■ Directions ■
Within the records below, find each line that holds the string "white", then copy it.

■ Given records ■
⁂
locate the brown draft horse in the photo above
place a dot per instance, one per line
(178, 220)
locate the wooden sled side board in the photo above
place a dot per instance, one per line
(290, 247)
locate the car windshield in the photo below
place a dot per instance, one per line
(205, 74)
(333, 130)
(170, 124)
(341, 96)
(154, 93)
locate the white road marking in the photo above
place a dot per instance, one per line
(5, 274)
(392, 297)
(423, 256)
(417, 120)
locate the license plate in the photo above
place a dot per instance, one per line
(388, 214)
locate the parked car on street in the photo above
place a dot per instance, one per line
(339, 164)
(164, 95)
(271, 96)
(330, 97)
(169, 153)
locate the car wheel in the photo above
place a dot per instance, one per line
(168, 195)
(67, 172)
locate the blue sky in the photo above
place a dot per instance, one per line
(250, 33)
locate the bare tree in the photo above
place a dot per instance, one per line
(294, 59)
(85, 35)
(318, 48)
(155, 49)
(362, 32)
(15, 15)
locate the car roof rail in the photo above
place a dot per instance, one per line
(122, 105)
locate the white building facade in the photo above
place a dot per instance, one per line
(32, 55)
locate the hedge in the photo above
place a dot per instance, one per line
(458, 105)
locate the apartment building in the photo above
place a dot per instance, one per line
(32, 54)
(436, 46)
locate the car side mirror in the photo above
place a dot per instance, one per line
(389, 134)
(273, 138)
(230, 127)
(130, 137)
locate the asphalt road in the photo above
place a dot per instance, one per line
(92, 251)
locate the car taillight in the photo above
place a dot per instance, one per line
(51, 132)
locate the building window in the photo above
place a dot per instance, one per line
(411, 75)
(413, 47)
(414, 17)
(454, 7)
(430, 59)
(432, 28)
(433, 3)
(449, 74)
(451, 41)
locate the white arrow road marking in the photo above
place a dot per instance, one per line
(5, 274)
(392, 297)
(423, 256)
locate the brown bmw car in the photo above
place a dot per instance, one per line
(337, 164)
⁂
■ Your response ■
locate the white road marking in the photo above
locate the white building facade in the photo above
locate the white arrow road marking in the photo above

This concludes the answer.